• Given request:
Write each line word for word, from the line that contains "Camera-trap tally: mark every instance of the bushy" through the last line of the material below.

• The input:
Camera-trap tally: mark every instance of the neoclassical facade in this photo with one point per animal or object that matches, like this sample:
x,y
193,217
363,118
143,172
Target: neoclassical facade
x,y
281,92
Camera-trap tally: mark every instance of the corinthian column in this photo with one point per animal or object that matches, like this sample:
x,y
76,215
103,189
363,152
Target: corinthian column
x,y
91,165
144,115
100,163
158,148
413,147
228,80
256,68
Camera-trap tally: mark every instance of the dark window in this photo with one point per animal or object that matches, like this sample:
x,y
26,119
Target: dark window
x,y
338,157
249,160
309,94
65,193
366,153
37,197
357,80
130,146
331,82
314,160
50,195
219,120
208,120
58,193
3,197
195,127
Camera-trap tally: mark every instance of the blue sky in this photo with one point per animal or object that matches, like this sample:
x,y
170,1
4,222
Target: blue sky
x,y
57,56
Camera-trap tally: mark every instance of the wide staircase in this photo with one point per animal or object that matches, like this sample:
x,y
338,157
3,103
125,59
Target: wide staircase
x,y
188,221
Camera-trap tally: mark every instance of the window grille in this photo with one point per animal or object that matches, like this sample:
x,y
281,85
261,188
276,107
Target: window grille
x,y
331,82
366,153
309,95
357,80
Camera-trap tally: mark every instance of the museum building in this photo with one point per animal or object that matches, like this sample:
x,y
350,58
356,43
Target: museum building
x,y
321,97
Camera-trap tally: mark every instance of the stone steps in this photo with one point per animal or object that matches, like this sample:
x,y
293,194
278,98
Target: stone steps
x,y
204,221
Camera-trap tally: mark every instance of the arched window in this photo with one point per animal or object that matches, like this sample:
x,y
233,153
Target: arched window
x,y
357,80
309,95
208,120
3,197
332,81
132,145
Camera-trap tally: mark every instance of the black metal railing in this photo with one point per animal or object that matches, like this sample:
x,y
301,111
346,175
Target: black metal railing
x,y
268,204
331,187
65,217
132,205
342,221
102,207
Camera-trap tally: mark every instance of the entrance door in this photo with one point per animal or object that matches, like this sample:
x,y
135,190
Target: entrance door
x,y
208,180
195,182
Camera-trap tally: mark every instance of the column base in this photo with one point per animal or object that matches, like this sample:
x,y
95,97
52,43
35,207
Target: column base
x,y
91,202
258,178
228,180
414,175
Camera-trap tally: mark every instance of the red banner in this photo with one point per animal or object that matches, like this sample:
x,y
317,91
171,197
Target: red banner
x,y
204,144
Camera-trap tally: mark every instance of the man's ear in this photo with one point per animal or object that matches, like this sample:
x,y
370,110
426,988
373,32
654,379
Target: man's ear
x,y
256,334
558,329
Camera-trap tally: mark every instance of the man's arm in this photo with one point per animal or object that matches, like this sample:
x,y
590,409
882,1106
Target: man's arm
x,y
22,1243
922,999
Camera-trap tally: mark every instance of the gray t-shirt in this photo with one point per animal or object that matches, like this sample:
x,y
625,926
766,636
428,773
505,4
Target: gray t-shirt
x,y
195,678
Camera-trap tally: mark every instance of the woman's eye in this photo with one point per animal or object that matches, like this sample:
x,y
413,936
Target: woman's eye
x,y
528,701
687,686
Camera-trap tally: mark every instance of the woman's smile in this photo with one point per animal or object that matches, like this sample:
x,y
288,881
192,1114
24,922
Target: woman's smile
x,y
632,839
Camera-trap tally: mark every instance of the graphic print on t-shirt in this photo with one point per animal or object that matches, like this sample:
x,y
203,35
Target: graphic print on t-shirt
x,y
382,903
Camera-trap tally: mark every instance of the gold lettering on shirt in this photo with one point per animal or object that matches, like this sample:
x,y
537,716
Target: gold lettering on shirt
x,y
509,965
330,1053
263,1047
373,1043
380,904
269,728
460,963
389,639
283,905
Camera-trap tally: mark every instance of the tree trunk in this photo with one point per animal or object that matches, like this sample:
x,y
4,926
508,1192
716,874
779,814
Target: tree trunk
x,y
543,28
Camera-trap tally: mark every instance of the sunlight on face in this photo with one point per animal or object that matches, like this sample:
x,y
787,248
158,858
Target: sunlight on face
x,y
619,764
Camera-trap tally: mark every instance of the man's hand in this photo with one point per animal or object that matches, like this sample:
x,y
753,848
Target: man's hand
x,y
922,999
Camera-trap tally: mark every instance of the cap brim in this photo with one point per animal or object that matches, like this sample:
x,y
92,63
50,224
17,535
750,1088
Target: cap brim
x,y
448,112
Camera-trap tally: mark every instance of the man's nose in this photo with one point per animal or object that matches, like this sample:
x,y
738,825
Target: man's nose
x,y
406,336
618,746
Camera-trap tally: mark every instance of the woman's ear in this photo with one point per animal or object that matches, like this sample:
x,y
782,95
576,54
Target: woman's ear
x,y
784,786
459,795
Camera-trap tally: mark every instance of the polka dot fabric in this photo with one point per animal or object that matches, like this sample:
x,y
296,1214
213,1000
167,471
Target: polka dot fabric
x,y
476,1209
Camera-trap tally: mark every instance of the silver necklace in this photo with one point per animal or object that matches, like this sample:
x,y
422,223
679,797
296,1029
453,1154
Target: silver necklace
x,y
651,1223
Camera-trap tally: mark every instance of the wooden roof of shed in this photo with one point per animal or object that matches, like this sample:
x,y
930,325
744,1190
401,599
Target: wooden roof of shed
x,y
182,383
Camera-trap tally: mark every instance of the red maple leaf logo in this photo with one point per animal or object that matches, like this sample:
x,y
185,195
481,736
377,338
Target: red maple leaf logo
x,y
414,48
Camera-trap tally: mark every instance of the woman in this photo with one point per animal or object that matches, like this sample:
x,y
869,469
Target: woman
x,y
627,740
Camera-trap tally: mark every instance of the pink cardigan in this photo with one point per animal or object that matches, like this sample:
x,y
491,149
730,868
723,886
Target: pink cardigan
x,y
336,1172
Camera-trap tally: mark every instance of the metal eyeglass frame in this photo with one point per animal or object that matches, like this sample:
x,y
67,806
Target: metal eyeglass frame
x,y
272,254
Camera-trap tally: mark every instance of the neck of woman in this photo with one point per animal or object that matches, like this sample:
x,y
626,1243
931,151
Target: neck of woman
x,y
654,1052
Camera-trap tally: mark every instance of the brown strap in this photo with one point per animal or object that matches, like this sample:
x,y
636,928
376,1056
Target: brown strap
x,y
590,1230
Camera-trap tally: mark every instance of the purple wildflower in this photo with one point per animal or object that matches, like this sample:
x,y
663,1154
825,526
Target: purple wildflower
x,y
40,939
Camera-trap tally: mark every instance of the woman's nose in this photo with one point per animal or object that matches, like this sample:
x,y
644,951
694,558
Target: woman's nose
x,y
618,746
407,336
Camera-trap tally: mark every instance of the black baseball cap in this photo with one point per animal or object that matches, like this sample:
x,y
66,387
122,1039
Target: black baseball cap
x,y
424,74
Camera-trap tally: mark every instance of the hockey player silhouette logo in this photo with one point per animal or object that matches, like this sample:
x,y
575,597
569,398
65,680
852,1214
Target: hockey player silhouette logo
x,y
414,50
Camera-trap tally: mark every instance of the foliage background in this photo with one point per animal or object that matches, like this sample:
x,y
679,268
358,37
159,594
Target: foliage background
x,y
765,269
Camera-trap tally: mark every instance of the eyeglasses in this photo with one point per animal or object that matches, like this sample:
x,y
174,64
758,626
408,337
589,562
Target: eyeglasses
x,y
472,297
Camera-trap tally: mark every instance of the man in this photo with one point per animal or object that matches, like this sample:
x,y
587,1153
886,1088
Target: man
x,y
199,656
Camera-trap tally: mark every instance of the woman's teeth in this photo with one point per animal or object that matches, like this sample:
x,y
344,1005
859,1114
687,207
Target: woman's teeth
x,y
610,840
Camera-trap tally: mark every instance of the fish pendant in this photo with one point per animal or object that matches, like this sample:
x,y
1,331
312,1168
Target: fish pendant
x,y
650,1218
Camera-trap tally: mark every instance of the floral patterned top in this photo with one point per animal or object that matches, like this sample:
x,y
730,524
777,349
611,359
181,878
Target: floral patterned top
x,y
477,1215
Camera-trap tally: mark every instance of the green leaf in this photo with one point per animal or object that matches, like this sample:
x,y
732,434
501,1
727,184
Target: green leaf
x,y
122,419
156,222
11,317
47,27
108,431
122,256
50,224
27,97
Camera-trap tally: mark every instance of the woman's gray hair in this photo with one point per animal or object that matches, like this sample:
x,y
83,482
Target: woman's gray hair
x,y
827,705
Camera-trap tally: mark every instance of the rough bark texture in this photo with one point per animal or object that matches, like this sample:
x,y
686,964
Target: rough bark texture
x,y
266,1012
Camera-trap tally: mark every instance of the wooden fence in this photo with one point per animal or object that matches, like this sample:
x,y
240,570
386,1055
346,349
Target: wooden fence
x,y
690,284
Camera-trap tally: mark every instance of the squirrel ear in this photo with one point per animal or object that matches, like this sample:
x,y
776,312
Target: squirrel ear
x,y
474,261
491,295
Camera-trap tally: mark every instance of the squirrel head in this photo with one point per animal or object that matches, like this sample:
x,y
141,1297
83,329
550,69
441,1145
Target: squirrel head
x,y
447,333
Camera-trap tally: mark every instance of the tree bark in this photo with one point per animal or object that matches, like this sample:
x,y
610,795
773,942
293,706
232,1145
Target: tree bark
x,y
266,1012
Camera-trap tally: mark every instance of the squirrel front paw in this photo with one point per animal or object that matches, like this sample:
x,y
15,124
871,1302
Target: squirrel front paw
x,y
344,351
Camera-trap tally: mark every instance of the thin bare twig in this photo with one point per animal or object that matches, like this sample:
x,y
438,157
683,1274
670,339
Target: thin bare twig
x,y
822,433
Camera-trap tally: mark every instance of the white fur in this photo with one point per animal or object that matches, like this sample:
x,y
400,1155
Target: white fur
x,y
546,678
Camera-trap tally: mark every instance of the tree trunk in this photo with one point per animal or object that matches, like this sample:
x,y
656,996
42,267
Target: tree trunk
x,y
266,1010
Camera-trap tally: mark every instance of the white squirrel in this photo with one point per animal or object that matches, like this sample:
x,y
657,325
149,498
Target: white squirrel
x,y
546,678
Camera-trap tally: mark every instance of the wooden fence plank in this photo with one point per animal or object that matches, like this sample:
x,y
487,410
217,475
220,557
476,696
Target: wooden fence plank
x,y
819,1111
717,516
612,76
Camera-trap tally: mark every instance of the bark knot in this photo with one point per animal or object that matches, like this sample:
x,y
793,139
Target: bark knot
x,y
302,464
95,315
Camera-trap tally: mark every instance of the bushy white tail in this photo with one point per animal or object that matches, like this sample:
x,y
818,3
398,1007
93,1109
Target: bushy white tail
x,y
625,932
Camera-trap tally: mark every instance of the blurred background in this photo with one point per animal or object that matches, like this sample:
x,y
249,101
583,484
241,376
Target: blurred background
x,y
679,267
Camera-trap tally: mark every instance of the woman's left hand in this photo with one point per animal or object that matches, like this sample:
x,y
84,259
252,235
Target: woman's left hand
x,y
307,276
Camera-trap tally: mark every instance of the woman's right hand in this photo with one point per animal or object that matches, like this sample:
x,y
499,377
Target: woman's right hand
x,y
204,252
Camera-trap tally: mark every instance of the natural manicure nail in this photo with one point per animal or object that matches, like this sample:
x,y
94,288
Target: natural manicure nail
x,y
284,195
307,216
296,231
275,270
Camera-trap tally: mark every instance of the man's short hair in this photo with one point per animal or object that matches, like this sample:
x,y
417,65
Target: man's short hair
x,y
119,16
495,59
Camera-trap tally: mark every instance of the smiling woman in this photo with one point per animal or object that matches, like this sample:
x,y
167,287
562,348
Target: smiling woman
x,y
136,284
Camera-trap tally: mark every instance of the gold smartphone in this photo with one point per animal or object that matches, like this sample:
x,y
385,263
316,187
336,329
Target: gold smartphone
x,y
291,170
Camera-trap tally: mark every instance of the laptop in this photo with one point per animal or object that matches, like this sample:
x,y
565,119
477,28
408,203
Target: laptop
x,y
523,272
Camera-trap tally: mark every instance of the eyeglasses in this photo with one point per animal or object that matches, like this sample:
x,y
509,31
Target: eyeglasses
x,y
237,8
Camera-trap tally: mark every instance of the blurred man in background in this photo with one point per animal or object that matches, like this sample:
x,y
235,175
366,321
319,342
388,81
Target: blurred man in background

• Written answer:
Camera-trap tally: mark every instance of the bushy white tail in this photo with one point per animal or object that matches, like this sample:
x,y
818,3
398,1007
93,1109
Target: bushy white tail
x,y
625,932
Camera-trap tally: mark every instance of the blurred background in this photo with one point per animal or object that matches, like this sample:
x,y
249,101
583,484
241,376
Target: blurred background
x,y
679,267
Camera-trap tally: mark every instance of the woman's left hand in this photo with one point per animal or object that matches, like this sample:
x,y
84,259
252,235
Target: woman's left hand
x,y
307,276
Camera-trap tally: mark every instance of the woman's right hand in this photo with one point per animal or object that matches, like this sample:
x,y
499,377
Target: woman's right hand
x,y
204,252
Camera-trap tally: mark every instance of the natural manicure nail in this photo with one point per animal or object that matches, like this sample:
x,y
94,288
Target: natural manicure nail
x,y
284,195
307,216
296,231
275,270
Camera-trap tally: mark every instance of the man's short hair in this photo with one point per animal or object that matches, like this sample:
x,y
417,65
Target: man's short hair
x,y
119,16
495,59
Camera-trap tally: mark every instance of the smiling woman in this photo with one point per animal or object that matches, like this sample:
x,y
167,287
562,348
Target: smiling woman
x,y
136,284
Camera-trap tally: mark every instance of the gold smartphone in this photo with one point per animal or object that matches, like this sample:
x,y
385,263
316,187
336,329
Target: gold smartphone
x,y
291,170
Camera-trap tally: mark every instance of the laptop in this photo with one point per animal or object that matches, like this sample:
x,y
565,119
477,28
408,203
Target: laptop
x,y
523,272
Camera-trap tally: mark every instance of the eyeglasses in this photo with one point per animal or object that matches, like this sample:
x,y
509,31
Target: eyeglasses
x,y
237,8
Camera-trap tally: mark every instance of the blurred man in background in this photo with one point per animal or object that matches, like this sample:
x,y
235,175
366,321
319,342
388,81
Target: blurred man in background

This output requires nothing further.